Please format the lines below, from the first one through the line containing "[[197,91],[197,100],[199,100],[199,91]]", as a JSON list of strings with one string per line, omitting blank lines and leaving out the pictures.

Input material
START
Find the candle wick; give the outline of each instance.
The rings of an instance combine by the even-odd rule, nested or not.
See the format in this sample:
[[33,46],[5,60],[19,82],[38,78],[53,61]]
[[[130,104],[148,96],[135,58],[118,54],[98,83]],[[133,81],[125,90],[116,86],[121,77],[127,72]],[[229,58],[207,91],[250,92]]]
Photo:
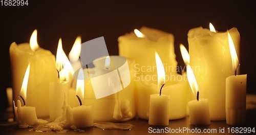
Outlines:
[[164,84],[165,84],[165,83],[164,83],[164,84],[163,84],[163,85],[162,85],[162,86],[161,87],[159,96],[161,96],[161,93],[162,92],[162,88],[163,88],[163,85],[164,85]]
[[197,91],[197,100],[199,100],[199,91]]
[[25,100],[24,100],[24,98],[20,95],[18,95],[18,97],[20,97],[20,98],[22,99],[22,101],[23,101],[23,103],[24,103],[24,106],[26,105],[26,103],[25,103]]
[[58,78],[59,78],[59,72],[57,69],[56,69],[56,70],[58,72]]
[[239,64],[238,65],[238,66],[237,67],[237,68],[234,70],[234,75],[235,76],[237,76],[238,75],[238,68],[240,68],[240,64]]
[[76,95],[76,97],[77,97],[77,99],[78,99],[78,101],[80,103],[80,106],[82,105],[82,101],[81,101],[81,99],[80,99],[79,96],[78,96],[78,95]]

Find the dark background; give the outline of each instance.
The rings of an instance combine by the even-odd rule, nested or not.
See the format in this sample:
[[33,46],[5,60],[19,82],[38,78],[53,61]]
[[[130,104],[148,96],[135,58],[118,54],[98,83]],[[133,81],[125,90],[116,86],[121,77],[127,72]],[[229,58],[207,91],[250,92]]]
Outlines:
[[[150,2],[151,1],[151,2]],[[151,2],[152,1],[152,2]],[[179,50],[188,49],[187,34],[194,28],[219,31],[232,27],[241,35],[241,73],[247,74],[247,93],[256,93],[253,65],[256,26],[253,1],[32,1],[28,6],[0,6],[0,49],[2,74],[1,108],[8,106],[6,88],[11,87],[9,49],[11,43],[29,42],[37,30],[40,47],[56,55],[62,38],[66,54],[77,36],[82,42],[104,36],[111,55],[118,55],[117,38],[142,26],[174,35],[179,65],[184,65]]]

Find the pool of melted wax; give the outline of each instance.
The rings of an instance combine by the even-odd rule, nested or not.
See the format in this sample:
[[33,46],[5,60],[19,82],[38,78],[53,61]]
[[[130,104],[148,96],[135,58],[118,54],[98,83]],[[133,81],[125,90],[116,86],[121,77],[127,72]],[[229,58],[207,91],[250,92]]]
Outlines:
[[94,123],[94,127],[102,129],[103,130],[114,129],[131,130],[133,129],[135,126],[133,124],[125,123],[98,122]]

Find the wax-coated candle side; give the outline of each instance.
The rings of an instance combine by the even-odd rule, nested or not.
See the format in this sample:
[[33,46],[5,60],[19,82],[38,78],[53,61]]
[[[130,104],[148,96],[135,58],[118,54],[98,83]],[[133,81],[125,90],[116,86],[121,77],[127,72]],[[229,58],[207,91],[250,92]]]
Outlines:
[[226,80],[227,124],[245,124],[247,75],[231,76]]
[[169,125],[170,98],[165,95],[152,94],[150,98],[148,124],[155,126]]
[[[239,57],[239,32],[236,28],[228,31]],[[190,65],[200,88],[200,97],[209,100],[211,120],[226,120],[226,78],[233,74],[227,33],[202,27],[188,33]]]
[[192,125],[205,125],[210,124],[207,99],[193,100],[188,103],[189,120]]
[[33,52],[29,46],[13,42],[10,47],[13,99],[18,99],[26,69],[30,63],[27,105],[35,107],[37,117],[46,118],[49,115],[49,82],[56,81],[58,77],[55,57],[42,48]]

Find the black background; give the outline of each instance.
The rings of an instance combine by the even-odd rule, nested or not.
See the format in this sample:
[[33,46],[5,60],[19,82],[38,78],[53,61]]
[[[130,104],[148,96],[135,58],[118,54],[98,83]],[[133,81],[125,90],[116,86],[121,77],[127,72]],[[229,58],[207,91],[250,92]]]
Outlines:
[[77,36],[82,42],[104,36],[111,55],[118,55],[117,38],[142,26],[174,35],[178,65],[184,65],[179,50],[188,49],[187,32],[194,28],[219,31],[232,27],[241,35],[241,73],[247,74],[247,93],[256,93],[254,77],[256,33],[253,1],[32,1],[28,6],[0,6],[1,108],[7,107],[6,88],[11,87],[9,49],[11,43],[29,42],[37,30],[40,47],[56,55],[62,40],[66,54]]

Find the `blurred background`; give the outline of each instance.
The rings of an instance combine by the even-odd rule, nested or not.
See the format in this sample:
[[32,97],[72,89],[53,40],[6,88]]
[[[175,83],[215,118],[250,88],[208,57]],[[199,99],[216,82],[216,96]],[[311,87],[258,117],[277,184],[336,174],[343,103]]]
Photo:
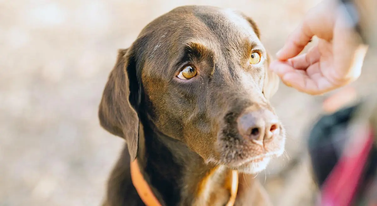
END
Correct response
[
  "Find the candle wick; give the outline of each instance.",
  "The rings of an instance combine by the even-odd rule, nested or not.",
  "See the format in this sample:",
  "[[33,46],[5,60],[19,82],[38,78],[53,61]]",
  "[[[130,104],[148,96],[135,58],[118,54],[98,83]],[[133,81],[125,90],[116,86],[121,77],[127,72]],[[229,58],[207,91],[250,92]]]",
  "Photo:",
  "Outlines:",
  "[[164,84],[165,84],[165,83],[164,83],[164,84],[163,84],[163,85],[162,85],[162,86],[161,87],[159,96],[161,96],[161,93],[162,92],[162,88],[163,88],[163,85],[164,85]]",
  "[[197,91],[197,100],[199,100],[199,91]]"
]